Rewrite the lines from the one containing "Where can you see the backpack?" through the last line, changing "motorboat" to "speedboat" and leaving everything else the same.

════

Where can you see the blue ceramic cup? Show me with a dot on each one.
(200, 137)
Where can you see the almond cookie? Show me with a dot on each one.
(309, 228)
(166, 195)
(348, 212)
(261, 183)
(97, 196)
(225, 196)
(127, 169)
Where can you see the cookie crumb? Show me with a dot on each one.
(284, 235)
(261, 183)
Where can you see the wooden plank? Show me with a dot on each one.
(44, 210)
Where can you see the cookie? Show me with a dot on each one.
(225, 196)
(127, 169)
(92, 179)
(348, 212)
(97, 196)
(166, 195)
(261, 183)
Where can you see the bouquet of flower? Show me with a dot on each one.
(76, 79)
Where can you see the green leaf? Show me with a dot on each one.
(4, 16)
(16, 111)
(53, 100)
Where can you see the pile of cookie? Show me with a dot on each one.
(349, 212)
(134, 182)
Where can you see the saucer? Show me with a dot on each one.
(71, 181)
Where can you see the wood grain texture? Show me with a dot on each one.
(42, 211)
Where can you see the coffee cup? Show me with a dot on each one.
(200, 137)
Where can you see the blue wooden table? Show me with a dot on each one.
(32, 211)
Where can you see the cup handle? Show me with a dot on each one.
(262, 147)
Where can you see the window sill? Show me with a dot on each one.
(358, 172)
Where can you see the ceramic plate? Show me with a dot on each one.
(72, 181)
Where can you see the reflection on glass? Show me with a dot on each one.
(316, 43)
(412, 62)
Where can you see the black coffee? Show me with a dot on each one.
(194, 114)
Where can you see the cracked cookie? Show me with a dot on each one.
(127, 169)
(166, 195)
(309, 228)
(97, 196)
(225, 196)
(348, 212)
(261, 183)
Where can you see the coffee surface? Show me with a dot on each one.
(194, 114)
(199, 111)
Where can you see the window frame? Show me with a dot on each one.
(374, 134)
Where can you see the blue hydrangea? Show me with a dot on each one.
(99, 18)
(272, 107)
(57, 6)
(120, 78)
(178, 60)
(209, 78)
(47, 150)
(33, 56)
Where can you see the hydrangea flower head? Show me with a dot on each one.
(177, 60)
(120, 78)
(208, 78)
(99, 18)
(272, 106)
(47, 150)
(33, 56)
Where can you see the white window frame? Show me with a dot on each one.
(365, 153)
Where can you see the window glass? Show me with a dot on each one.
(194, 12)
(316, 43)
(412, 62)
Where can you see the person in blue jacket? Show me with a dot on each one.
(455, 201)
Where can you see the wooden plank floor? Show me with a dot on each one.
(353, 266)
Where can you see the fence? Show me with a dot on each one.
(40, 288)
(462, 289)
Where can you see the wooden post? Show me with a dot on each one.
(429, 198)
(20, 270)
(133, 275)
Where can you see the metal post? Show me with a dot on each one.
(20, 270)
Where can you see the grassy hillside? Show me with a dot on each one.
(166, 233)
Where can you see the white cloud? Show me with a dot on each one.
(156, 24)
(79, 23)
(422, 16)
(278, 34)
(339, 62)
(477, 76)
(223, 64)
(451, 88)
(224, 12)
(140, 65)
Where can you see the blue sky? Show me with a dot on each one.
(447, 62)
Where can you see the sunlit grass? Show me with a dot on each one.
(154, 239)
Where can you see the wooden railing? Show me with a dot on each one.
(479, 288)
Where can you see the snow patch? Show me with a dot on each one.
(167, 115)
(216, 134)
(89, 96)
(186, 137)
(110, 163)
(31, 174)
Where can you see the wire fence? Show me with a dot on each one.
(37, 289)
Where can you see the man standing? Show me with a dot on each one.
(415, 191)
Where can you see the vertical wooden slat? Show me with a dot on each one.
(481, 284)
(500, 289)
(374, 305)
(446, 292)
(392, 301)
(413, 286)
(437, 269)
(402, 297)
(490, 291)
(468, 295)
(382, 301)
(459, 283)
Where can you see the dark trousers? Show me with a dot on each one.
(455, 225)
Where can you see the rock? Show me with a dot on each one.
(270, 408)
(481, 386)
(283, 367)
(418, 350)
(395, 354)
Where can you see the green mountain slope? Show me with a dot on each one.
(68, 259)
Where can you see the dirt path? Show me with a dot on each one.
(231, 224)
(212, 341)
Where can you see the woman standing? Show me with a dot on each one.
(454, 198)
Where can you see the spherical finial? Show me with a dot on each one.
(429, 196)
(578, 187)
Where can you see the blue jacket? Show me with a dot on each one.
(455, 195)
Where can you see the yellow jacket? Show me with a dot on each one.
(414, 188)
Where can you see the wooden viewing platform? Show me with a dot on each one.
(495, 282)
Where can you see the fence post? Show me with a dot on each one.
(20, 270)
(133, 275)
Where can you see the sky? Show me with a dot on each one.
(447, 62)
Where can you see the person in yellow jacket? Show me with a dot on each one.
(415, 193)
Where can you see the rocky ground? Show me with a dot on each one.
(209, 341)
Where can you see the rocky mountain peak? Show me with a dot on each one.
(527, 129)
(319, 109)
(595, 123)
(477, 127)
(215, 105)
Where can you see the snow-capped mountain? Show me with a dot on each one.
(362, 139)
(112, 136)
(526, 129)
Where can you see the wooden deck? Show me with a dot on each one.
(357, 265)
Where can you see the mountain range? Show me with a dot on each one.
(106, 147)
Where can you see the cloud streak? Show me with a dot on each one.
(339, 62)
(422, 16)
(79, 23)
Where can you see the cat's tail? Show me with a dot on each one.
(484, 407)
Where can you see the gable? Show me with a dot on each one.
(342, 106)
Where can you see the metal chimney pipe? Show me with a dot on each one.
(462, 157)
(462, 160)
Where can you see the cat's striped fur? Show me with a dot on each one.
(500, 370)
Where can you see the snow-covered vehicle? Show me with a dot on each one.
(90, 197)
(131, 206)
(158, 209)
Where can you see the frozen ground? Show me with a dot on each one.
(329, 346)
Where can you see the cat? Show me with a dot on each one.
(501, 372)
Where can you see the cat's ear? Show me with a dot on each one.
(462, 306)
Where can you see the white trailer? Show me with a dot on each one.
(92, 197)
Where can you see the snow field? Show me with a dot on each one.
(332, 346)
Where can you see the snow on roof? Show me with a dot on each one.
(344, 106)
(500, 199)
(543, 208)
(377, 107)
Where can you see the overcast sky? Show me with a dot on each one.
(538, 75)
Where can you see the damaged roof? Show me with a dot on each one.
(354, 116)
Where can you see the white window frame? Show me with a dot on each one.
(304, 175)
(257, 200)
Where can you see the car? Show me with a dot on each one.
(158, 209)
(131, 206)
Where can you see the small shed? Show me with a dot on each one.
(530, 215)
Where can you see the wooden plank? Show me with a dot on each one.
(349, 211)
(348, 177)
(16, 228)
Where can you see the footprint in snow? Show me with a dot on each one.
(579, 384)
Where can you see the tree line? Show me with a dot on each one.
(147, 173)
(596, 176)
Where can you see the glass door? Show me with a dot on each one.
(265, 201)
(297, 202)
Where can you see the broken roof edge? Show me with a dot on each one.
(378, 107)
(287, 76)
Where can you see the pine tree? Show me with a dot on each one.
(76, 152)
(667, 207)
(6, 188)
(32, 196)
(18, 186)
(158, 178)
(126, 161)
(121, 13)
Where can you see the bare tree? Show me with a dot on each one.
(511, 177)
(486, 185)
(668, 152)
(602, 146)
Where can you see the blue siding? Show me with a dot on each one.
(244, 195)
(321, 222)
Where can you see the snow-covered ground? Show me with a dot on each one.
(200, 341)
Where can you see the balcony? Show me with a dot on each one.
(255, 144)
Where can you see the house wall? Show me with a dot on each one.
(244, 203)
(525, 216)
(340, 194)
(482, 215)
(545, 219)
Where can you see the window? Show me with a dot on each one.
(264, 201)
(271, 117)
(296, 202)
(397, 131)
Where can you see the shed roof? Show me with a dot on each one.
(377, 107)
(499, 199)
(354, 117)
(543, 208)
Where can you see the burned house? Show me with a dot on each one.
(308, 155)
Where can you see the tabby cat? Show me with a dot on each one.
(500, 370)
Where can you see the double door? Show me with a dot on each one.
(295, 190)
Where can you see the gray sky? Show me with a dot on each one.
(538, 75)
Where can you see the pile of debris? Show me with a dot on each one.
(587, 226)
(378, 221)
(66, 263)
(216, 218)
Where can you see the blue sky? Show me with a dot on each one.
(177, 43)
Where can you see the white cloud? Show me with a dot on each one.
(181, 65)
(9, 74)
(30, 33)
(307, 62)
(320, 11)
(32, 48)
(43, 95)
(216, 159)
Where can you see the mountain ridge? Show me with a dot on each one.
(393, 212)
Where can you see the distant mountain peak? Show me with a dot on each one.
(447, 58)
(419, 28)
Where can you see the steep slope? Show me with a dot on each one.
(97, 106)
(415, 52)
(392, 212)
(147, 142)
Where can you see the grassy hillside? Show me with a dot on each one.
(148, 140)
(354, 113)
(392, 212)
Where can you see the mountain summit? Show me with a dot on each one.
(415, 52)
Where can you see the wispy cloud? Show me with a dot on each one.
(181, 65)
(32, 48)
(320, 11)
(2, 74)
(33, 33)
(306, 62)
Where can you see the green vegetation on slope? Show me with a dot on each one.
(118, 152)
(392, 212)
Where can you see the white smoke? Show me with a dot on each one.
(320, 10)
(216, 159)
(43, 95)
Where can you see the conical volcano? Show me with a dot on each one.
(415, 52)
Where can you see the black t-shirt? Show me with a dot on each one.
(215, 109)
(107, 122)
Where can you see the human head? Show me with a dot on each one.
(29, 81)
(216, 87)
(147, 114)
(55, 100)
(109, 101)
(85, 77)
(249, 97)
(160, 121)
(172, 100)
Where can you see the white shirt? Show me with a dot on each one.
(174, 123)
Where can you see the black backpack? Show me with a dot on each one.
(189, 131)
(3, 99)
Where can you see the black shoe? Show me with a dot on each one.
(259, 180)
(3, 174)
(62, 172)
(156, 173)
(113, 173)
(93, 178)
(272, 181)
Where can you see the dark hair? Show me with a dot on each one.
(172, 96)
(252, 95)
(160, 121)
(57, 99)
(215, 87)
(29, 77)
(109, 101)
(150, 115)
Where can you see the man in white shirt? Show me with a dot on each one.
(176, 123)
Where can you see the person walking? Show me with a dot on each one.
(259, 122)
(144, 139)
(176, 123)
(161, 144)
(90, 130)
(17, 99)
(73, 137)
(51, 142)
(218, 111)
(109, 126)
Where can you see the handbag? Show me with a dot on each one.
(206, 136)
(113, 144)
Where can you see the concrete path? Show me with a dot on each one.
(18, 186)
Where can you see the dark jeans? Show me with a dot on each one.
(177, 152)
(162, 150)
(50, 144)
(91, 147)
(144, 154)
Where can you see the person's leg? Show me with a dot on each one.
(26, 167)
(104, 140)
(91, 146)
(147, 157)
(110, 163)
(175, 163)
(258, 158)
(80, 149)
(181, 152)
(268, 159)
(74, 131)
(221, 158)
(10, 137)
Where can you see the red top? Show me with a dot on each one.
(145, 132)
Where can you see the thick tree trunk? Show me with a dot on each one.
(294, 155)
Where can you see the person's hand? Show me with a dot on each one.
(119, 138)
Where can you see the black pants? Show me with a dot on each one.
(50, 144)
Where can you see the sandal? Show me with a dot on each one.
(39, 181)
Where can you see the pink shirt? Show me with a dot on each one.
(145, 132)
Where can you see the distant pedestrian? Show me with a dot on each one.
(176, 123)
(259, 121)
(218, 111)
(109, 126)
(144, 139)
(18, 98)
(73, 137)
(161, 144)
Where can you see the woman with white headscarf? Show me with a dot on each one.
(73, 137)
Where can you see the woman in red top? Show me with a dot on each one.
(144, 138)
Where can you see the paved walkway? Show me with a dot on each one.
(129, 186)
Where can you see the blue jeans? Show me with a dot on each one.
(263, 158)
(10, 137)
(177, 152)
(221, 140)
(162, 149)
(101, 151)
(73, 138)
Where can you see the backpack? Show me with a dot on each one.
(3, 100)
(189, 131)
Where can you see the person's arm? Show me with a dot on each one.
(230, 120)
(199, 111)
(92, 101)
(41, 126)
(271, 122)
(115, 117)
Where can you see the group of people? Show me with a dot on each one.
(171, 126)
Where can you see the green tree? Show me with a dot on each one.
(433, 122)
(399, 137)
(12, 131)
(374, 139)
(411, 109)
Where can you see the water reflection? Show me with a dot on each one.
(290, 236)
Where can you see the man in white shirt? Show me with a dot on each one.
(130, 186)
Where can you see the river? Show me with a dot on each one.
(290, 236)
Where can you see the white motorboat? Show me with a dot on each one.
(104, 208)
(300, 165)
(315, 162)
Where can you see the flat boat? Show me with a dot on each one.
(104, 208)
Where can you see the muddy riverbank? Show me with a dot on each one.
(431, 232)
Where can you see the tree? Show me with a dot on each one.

════

Result =
Where can you see the backpack? Show me with a dot on each one.
(3, 100)
(189, 131)
Where can you see the person's arm? Show me with a dot on each one.
(230, 120)
(199, 111)
(92, 101)
(41, 126)
(271, 122)
(115, 117)
Where can you see the group of people? Show me with a dot on each one.
(171, 126)
Where can you see the green tree? Show me with a dot on each one.
(433, 122)
(399, 137)
(12, 131)
(374, 139)
(411, 109)
Where can you see the water reflection? Show me with a dot on each one.
(290, 236)
Where can you see the man in white shirt? Show me with a dot on each one.
(130, 186)
Where can you see the river? Show me with a dot on each one.
(290, 236)
Where can you see the white speedboat? Show me with a dot on each one.
(104, 208)
(300, 165)
(315, 162)
Where can you see the flat boat? Show me with a dot on each one.
(104, 208)
Where can you see the muddy riverbank? Show me with a dot on each one.
(431, 232)
Where can you see the tree? Show me with a dot on each one.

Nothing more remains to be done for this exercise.